REQUIREMENT — Could each entry be returned exactly as it appears?

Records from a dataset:

# # #

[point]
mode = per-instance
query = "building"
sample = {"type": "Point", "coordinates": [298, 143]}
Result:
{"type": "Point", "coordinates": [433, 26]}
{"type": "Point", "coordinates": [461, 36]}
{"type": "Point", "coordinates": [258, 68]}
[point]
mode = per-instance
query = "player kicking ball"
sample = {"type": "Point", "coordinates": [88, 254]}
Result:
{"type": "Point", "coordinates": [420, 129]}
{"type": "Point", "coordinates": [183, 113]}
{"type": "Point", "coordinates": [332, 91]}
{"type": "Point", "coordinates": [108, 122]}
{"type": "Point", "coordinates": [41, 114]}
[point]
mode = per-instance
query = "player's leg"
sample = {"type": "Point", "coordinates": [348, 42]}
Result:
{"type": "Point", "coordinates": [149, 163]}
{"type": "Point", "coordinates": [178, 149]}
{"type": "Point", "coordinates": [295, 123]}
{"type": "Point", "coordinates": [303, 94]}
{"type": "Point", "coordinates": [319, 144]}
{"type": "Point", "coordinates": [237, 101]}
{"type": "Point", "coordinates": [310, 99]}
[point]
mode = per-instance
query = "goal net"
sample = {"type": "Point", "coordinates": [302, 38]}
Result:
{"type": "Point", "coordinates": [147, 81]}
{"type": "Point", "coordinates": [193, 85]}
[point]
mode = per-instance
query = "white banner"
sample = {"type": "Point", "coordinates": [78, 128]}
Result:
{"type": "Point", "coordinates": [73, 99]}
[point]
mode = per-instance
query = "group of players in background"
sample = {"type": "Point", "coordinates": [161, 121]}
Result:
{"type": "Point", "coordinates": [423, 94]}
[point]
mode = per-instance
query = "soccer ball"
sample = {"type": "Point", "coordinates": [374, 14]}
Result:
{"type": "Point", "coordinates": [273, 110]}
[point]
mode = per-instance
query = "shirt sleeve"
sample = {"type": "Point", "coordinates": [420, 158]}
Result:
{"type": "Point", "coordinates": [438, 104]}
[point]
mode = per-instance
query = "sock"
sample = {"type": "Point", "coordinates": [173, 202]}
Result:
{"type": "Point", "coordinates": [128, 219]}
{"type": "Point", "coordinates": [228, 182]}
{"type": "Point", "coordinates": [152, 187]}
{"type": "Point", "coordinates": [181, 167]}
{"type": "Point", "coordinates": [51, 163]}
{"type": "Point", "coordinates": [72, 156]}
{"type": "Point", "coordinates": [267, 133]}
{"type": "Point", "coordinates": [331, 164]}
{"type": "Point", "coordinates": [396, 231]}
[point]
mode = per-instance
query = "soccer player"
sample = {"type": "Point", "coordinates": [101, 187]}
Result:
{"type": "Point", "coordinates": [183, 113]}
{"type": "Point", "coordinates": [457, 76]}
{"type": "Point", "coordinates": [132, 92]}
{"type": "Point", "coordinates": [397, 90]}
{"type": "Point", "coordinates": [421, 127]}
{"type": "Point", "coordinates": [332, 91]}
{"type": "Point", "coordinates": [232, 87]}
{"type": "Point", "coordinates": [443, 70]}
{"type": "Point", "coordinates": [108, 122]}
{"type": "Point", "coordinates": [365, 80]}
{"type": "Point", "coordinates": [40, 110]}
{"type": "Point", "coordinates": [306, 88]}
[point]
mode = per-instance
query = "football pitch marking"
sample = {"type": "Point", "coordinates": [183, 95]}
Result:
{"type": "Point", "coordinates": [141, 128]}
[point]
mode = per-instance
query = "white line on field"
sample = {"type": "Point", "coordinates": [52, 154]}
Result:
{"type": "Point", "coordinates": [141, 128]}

# # #

RESPONSE TO THE EXERCISE —
[point]
mode = per-instance
query = "building"
sample = {"type": "Point", "coordinates": [298, 143]}
Result:
{"type": "Point", "coordinates": [433, 26]}
{"type": "Point", "coordinates": [461, 36]}
{"type": "Point", "coordinates": [258, 68]}
[point]
mode = per-instance
query = "player kicking ball"
sample = {"type": "Point", "coordinates": [88, 254]}
Result:
{"type": "Point", "coordinates": [420, 129]}
{"type": "Point", "coordinates": [183, 113]}
{"type": "Point", "coordinates": [332, 91]}
{"type": "Point", "coordinates": [108, 122]}
{"type": "Point", "coordinates": [41, 114]}
[point]
mode = per-instance
query = "player's leg"
sample = {"type": "Point", "coordinates": [348, 42]}
Result:
{"type": "Point", "coordinates": [149, 163]}
{"type": "Point", "coordinates": [178, 149]}
{"type": "Point", "coordinates": [295, 123]}
{"type": "Point", "coordinates": [303, 94]}
{"type": "Point", "coordinates": [319, 144]}
{"type": "Point", "coordinates": [237, 101]}
{"type": "Point", "coordinates": [310, 99]}
[point]
mode = per-instance
query = "goal net"
sample = {"type": "Point", "coordinates": [302, 38]}
Result:
{"type": "Point", "coordinates": [147, 81]}
{"type": "Point", "coordinates": [193, 85]}
[point]
mode = per-instance
query = "white banner"
sample = {"type": "Point", "coordinates": [78, 128]}
Result:
{"type": "Point", "coordinates": [73, 99]}
[point]
mode = per-instance
query = "group of players in background"
sample = {"type": "Point", "coordinates": [161, 121]}
Result:
{"type": "Point", "coordinates": [423, 94]}
[point]
mode = per-instance
query = "soccer ball"
sample = {"type": "Point", "coordinates": [374, 14]}
Result:
{"type": "Point", "coordinates": [273, 110]}
[point]
mode = per-instance
query = "shirt sleeve"
sample = {"type": "Point", "coordinates": [420, 158]}
Result:
{"type": "Point", "coordinates": [438, 104]}
[point]
mode = per-instance
query = "sock"
sample = {"type": "Point", "coordinates": [173, 202]}
Result:
{"type": "Point", "coordinates": [128, 219]}
{"type": "Point", "coordinates": [228, 182]}
{"type": "Point", "coordinates": [152, 187]}
{"type": "Point", "coordinates": [181, 167]}
{"type": "Point", "coordinates": [51, 163]}
{"type": "Point", "coordinates": [72, 156]}
{"type": "Point", "coordinates": [267, 133]}
{"type": "Point", "coordinates": [331, 164]}
{"type": "Point", "coordinates": [396, 231]}
[point]
mode = per-instance
query = "soccer player"
sample = {"type": "Point", "coordinates": [101, 187]}
Result:
{"type": "Point", "coordinates": [183, 113]}
{"type": "Point", "coordinates": [457, 76]}
{"type": "Point", "coordinates": [132, 92]}
{"type": "Point", "coordinates": [397, 90]}
{"type": "Point", "coordinates": [421, 127]}
{"type": "Point", "coordinates": [332, 91]}
{"type": "Point", "coordinates": [232, 87]}
{"type": "Point", "coordinates": [443, 70]}
{"type": "Point", "coordinates": [108, 122]}
{"type": "Point", "coordinates": [365, 80]}
{"type": "Point", "coordinates": [40, 110]}
{"type": "Point", "coordinates": [306, 88]}
[point]
mode = per-instance
query = "football pitch marking"
sample = {"type": "Point", "coordinates": [183, 95]}
Result:
{"type": "Point", "coordinates": [141, 128]}
[point]
mode = per-instance
query = "white line on field"
sample = {"type": "Point", "coordinates": [52, 154]}
Result:
{"type": "Point", "coordinates": [141, 128]}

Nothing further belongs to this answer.